Copy every line of the entries that includes the word "green".

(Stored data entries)
╔══
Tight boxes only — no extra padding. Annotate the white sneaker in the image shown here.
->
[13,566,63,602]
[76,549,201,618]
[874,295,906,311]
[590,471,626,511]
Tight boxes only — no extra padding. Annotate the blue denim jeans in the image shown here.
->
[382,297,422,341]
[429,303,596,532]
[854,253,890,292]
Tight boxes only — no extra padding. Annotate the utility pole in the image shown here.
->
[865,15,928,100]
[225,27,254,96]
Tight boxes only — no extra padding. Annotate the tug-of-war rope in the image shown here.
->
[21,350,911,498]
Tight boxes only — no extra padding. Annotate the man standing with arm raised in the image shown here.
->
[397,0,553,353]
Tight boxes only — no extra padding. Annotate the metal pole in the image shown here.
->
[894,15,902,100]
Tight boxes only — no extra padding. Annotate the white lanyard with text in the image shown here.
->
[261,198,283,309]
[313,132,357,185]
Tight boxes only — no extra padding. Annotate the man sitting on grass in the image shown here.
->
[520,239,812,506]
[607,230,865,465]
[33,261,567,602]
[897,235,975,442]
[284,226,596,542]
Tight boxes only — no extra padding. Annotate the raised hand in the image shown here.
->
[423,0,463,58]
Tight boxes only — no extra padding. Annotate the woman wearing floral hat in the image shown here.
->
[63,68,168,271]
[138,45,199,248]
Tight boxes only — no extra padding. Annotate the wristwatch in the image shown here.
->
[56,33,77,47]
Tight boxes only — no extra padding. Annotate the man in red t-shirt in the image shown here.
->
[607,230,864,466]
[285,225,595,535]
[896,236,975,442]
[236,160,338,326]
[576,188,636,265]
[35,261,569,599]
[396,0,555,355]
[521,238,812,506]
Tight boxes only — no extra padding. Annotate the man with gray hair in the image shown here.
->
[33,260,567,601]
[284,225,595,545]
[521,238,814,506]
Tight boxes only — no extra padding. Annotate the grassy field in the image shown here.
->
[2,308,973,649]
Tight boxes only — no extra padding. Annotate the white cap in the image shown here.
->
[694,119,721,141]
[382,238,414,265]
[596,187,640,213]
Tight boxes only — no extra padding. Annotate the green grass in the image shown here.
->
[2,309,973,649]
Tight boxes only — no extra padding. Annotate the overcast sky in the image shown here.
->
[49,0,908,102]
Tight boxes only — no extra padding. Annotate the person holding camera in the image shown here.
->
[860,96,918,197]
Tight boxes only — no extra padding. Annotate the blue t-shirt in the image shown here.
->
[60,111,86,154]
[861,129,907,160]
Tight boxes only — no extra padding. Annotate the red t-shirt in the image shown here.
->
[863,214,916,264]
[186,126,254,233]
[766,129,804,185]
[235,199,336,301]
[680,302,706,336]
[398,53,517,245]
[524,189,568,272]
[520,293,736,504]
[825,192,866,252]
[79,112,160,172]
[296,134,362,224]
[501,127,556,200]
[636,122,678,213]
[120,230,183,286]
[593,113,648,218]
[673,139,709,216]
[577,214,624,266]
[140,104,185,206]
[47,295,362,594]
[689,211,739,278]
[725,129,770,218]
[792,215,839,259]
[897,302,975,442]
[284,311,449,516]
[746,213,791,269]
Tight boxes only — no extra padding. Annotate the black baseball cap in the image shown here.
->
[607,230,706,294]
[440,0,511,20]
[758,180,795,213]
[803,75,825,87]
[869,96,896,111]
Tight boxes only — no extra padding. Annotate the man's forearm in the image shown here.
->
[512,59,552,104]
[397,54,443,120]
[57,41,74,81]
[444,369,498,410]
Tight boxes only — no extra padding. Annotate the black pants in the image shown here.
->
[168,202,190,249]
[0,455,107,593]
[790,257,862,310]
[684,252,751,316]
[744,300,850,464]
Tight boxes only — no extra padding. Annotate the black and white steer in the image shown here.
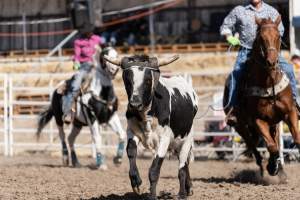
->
[104,55,198,199]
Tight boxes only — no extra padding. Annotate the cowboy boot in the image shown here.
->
[225,107,237,127]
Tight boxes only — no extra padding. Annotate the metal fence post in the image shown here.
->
[3,74,9,156]
[8,76,14,156]
[49,79,54,144]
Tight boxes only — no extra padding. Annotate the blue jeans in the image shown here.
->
[62,62,93,115]
[228,48,298,107]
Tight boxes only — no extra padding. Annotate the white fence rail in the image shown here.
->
[0,72,296,163]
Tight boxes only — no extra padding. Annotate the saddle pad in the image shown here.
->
[245,73,290,97]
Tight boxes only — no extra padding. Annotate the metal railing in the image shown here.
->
[0,72,296,164]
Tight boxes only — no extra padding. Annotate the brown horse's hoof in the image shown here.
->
[267,160,281,176]
[259,165,264,177]
[278,168,288,184]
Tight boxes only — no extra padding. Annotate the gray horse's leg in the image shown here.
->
[109,113,126,165]
[90,122,107,170]
[57,125,69,166]
[68,125,82,167]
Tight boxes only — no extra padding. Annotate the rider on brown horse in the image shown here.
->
[222,2,300,177]
[220,0,300,126]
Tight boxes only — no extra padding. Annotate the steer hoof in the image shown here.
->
[129,174,142,192]
[187,188,193,196]
[175,194,187,200]
[132,186,141,195]
[147,195,157,200]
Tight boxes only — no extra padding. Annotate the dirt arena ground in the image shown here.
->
[0,155,300,200]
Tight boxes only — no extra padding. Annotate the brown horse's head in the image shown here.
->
[255,16,281,67]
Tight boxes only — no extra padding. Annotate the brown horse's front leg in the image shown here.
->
[256,119,281,176]
[235,124,264,176]
[256,119,277,153]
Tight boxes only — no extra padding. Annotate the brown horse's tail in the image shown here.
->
[36,106,53,140]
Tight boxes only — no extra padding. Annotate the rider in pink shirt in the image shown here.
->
[63,24,102,123]
[73,34,102,64]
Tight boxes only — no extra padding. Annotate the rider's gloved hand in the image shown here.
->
[227,36,240,46]
[73,62,80,70]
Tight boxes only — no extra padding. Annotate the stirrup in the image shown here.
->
[225,107,237,127]
[63,110,74,124]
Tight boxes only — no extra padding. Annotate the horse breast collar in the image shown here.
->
[245,72,289,97]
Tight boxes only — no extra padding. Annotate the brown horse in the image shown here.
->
[224,16,300,178]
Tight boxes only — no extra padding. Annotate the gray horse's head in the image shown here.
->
[99,47,119,79]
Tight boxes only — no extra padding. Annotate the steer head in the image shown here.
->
[104,54,179,111]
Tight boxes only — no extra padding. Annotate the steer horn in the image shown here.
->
[103,55,122,66]
[158,55,179,67]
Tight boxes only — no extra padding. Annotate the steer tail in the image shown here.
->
[36,106,54,140]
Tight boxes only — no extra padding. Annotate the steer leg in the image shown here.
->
[57,125,69,166]
[127,136,142,194]
[178,134,193,199]
[185,163,193,196]
[68,125,82,168]
[149,128,171,199]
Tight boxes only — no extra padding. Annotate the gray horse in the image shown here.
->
[36,47,126,169]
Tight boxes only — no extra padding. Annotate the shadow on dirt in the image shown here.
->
[40,163,99,170]
[40,164,66,168]
[196,169,272,185]
[84,191,176,200]
[162,169,270,186]
[83,192,150,200]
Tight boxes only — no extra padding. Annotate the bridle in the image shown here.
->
[256,23,281,70]
[255,23,282,103]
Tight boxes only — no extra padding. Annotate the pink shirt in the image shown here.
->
[73,35,102,63]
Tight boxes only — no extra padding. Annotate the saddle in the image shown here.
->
[56,73,93,96]
[56,72,95,117]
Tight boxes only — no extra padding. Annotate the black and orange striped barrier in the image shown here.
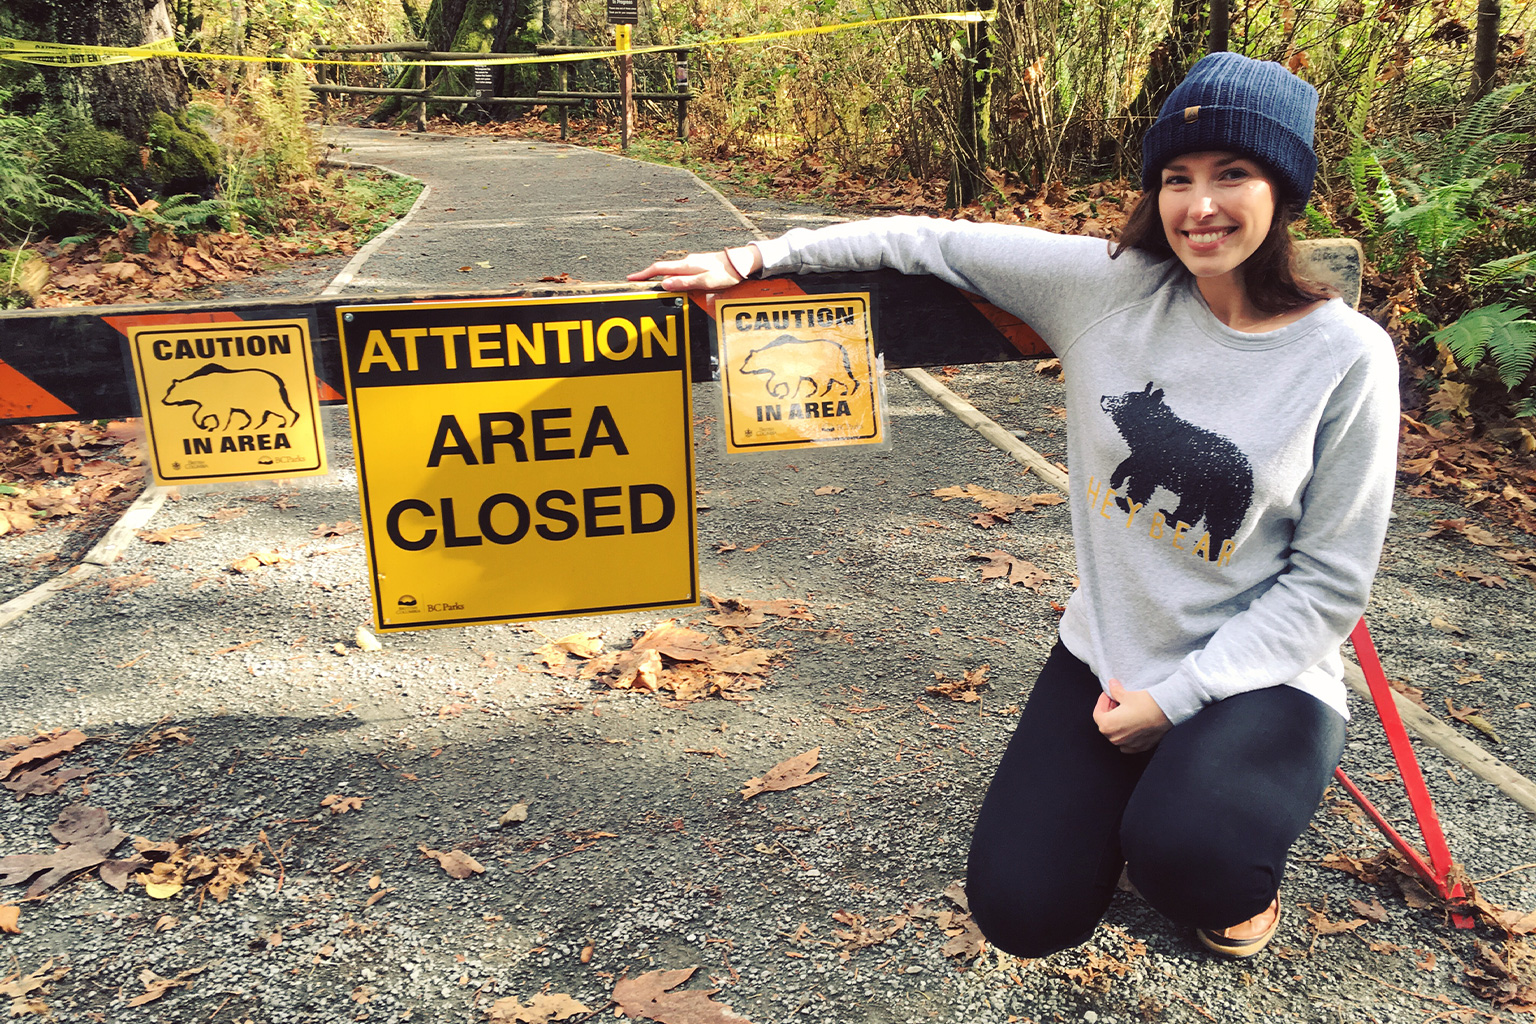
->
[0,272,1047,425]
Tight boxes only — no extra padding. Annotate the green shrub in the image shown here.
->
[0,90,59,240]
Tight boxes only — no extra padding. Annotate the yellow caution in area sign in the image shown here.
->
[337,293,697,631]
[716,293,883,453]
[127,318,328,483]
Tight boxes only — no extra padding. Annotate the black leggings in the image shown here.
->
[966,642,1345,958]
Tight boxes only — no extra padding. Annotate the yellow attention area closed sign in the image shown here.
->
[716,293,882,453]
[337,293,697,631]
[127,318,328,483]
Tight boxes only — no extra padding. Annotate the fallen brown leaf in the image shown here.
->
[126,966,202,1007]
[612,967,753,1023]
[321,794,368,815]
[1306,904,1369,935]
[136,524,203,544]
[487,992,593,1023]
[0,905,18,934]
[420,845,484,879]
[971,549,1050,591]
[0,730,88,780]
[741,748,828,801]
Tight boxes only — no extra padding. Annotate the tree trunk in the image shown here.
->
[1121,0,1204,174]
[1209,0,1229,53]
[372,0,538,122]
[6,0,190,140]
[947,11,992,209]
[1469,0,1500,101]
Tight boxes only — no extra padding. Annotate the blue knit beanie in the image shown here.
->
[1141,51,1318,204]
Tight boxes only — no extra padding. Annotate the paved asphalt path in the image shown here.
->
[321,127,760,291]
[2,129,1535,1024]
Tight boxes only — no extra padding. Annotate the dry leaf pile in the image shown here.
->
[830,910,907,954]
[0,729,93,800]
[1400,416,1536,539]
[321,793,369,815]
[127,965,207,1008]
[928,881,987,959]
[132,829,262,901]
[612,967,753,1024]
[123,725,194,760]
[926,665,991,704]
[487,992,591,1023]
[1464,939,1536,1011]
[230,549,291,574]
[1417,516,1536,587]
[0,422,144,537]
[740,748,827,801]
[703,594,814,628]
[137,523,204,544]
[932,484,1065,528]
[34,216,356,309]
[543,620,785,703]
[0,961,70,1017]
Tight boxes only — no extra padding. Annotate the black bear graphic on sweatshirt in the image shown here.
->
[1100,382,1254,557]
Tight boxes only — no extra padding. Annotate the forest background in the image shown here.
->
╚══
» Output of the task
Tight boxes only — no extra padding. Annotate the green grass in the image shown here.
Tight boxes only — no extra padding. Annotate the green shrub in the image shown here.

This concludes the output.